## WHAT TO WORK ON
Across these entries, count the lines holding the string "below"; the number is the whole answer.

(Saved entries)
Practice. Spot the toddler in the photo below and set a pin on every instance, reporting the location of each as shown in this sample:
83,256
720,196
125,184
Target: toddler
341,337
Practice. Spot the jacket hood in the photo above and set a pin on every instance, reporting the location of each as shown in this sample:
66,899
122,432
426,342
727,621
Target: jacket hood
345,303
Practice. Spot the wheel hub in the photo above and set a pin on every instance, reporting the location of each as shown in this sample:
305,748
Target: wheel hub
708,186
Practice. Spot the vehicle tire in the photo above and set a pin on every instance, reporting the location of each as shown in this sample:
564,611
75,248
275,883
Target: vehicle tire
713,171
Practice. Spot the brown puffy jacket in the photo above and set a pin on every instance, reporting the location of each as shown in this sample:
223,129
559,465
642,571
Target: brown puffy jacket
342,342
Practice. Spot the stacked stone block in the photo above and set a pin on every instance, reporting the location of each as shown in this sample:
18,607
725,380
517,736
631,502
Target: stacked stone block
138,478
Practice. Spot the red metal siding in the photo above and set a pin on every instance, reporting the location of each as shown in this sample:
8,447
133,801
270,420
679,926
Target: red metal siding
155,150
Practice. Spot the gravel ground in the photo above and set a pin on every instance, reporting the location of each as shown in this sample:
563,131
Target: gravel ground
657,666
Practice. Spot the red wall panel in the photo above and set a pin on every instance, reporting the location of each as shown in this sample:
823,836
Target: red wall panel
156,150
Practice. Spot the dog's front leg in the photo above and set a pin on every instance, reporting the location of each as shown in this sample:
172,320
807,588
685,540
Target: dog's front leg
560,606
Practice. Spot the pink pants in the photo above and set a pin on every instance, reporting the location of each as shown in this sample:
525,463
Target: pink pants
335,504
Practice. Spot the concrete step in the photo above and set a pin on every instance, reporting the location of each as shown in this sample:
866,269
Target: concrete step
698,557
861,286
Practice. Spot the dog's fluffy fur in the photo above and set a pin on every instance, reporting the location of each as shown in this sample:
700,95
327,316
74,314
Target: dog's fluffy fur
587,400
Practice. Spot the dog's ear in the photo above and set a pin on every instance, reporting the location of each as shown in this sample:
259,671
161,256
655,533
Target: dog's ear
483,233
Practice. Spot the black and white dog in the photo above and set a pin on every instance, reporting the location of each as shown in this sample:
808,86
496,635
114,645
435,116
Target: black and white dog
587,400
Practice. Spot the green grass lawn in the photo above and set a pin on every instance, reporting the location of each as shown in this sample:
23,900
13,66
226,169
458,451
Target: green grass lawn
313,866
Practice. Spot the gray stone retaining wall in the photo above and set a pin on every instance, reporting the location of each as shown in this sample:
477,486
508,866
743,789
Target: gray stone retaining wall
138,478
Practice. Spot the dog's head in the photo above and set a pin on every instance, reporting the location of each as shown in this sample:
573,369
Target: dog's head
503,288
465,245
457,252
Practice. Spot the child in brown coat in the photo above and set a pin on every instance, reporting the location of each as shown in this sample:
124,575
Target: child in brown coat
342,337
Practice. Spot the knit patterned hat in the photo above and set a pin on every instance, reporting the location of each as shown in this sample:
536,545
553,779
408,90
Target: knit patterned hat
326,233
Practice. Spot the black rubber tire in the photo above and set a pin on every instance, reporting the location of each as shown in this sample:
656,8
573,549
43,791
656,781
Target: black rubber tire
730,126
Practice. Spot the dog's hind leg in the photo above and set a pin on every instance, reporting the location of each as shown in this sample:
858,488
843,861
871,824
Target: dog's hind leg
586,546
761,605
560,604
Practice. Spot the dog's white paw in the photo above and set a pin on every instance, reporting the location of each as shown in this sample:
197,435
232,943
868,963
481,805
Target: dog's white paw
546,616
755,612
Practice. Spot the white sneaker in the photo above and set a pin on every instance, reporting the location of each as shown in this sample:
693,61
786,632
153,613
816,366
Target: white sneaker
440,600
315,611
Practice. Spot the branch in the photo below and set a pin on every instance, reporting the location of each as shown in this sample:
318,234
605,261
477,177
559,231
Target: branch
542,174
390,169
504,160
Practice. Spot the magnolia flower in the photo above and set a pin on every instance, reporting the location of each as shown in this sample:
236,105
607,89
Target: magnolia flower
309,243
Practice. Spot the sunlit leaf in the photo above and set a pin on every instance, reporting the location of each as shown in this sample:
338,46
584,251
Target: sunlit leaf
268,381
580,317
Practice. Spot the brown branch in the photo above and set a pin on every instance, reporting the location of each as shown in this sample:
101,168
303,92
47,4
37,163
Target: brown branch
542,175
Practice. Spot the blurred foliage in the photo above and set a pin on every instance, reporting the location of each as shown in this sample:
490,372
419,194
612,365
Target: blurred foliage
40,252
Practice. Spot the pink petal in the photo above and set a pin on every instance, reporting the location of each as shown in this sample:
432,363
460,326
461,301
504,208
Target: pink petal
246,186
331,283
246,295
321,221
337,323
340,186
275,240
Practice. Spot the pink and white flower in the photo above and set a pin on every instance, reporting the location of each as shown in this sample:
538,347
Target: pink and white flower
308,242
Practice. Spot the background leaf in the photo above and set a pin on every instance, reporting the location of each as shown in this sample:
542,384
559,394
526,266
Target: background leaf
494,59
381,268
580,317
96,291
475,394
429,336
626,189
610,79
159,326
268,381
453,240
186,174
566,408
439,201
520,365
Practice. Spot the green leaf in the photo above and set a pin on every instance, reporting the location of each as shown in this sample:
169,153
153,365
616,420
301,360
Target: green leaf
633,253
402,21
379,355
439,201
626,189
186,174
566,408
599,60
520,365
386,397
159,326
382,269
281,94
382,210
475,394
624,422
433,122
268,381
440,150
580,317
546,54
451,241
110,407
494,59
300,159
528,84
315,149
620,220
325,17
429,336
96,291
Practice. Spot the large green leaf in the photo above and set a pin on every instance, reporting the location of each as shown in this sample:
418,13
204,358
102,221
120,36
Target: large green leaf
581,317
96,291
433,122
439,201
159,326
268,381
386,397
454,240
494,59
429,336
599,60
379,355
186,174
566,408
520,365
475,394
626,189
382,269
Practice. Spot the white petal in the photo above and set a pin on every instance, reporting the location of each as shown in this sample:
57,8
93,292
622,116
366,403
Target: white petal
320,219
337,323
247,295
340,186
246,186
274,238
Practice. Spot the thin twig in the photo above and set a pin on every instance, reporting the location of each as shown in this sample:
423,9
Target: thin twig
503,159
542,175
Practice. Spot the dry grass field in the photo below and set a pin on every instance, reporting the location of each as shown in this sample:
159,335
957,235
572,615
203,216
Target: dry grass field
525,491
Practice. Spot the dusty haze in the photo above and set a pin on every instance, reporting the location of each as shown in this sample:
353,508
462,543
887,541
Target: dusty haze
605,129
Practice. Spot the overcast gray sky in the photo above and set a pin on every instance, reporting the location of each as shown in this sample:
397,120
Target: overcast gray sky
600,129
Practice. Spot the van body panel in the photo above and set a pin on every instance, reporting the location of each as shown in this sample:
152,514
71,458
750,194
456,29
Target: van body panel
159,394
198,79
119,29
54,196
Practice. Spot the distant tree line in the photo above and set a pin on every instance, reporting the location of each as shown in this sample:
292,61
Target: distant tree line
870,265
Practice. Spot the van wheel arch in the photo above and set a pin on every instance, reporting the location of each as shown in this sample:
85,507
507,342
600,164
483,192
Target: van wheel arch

## TASK SOLUTION
3